With TRT, since the name is not trademarked, what you see is in many cases not what you get. And to my way of thinking, that represents an enormous problem for the tinnitus community. Anybody can call himself or herself a "TRT clinician." Moreover, since there is no credentialing or standardization in TRT, even if a clinician has read Dr. Jastreboff's book and taken his course, there is no assurance that he or she has retained the material or even understood it in the first place. Thus, not only are there many more Neuromonics clinicians than TRT clinicians, the challenge for tinnitus sufferers interested in TRT is further complicated by the aforementioned lack of credentialing and standardization. It should be noted that there is a "TRT Association" with members listed on
Dr. Jastreboff's website,
but Dr. Jastreboff makes a point of stating that it should not be treated as a referral list and that being a member of the TRT Association is not equivalent to certification. As I see it, at best the list should be viewed as a starting point. Moreover, I would be concerned about going to a clinician claiming to be "certified" in TRT. Such certification simply does not exist.
If I were considering TRT, I would want to know where and when the clinician actually took a TRT course. I would also want to know if he or she was using the original TRT protocol or some sort of "variation" of TRT. (Variations of TRT might or might not have merit, but they are not TRT and should not be expected to necessarily yield the same results.)
If I were considering Neuromonics, I would want to know if the treatment program was primarily based on the Oasis technology or if counseling about habituation was included (and, if so, how much?)
And while I am on the subject of questions to ask clinicians, regardless of the approach they are offering (TRT, Neuromonics, cognitive therapy, whatever), there are some very important questions prospective patients should be asking:
· What is the approach the clinician is recommending and why?
· What type of training has the clinician undergone in the use of that approach?
· How long has the clinician been using the approach?
· How many tinnitus sufferers has the clinician treated with the approach?
· What is the clinician's success rate using the approach?
· How does the clinician define and measure success?
What if after considering both TRT and Neuromonics, you have decided on TRT, but after carefully researching the matter and making a number of phone calls, you have concluded that there are no truly knowledgeable and experienced TRT clinicians in your geographical vicinity? Well, those who do a lot of TRT are often set up to do the two to four follow-up counseling sessions by telephone or Skype. Only the initial evaluation-fitting-counseling session need be done in person. Beyond that single visit there is generally no need to contemplate any traveling.
What if you are partial to the idea of listening to music as opposed to playing soft broadband sound in the background? Recall that the broadband sound used in TRT is purposely adjusted so that it is not at all annoying, and recall that within a few minutes you become unaware of it. But that said, if you have a strong preference for music and do not mind the additional cost, then Neuromonics may be the better choice for you.
Both TRT and Neuromonics are effective protocols for facilitating the habituation of tinnitus. Each has advantages and disadvantages. I hope that this review has provided the reader with some tools that will help in the decision process.

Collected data
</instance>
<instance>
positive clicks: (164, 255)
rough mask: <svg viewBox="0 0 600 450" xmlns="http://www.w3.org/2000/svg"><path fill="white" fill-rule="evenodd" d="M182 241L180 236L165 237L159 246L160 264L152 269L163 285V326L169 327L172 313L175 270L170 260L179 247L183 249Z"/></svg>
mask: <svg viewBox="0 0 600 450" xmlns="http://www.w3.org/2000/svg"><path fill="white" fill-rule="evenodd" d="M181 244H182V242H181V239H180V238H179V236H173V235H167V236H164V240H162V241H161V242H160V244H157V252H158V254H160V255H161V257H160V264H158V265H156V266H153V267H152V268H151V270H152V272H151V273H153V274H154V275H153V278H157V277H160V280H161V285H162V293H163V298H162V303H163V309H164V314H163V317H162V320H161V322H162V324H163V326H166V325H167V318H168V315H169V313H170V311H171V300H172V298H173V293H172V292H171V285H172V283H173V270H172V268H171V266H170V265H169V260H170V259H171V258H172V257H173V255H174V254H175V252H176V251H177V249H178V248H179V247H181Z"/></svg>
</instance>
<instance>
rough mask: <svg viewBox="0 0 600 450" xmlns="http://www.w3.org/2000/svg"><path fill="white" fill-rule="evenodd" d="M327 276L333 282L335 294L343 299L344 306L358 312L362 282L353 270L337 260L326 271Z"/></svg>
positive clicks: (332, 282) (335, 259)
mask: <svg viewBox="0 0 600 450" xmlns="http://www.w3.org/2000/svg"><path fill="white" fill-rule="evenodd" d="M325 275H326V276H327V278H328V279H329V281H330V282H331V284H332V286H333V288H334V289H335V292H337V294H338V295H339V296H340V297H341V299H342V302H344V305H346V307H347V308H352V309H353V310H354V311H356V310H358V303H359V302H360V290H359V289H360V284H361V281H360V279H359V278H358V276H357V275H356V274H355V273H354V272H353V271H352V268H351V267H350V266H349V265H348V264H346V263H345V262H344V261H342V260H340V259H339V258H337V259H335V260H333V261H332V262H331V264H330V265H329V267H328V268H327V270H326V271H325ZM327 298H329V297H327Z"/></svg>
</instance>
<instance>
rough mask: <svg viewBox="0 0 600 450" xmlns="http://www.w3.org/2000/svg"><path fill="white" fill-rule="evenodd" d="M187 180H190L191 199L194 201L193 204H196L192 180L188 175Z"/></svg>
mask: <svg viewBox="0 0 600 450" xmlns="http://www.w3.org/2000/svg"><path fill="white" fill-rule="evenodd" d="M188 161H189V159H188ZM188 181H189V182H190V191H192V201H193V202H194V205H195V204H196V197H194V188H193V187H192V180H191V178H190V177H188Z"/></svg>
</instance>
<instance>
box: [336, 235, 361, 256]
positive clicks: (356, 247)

--- PARTS OF THE EXERCISE ---
1) Transcribe the passage on TRT and Neuromonics from "And while I" to "rate using the approach?", inclusive.
2) In the passage on TRT and Neuromonics, which TRT session must be done in person?

--- RESULTS OF THE TASKS ---
1)
And while I am on the subject of questions to ask clinicians, regardless of the approach they are offering (TRT, Neuromonics, cognitive therapy, whatever), there are some very important questions prospective patients should be asking:
· What is the approach the clinician is recommending and why?
· What type of training has the clinician undergone in the use of that approach?
· How long has the clinician been using the approach?
· How many tinnitus sufferers has the clinician treated with the approach?
· What is the clinician's success rate using the approach?

2) The initial evaluation-fitting-counseling session.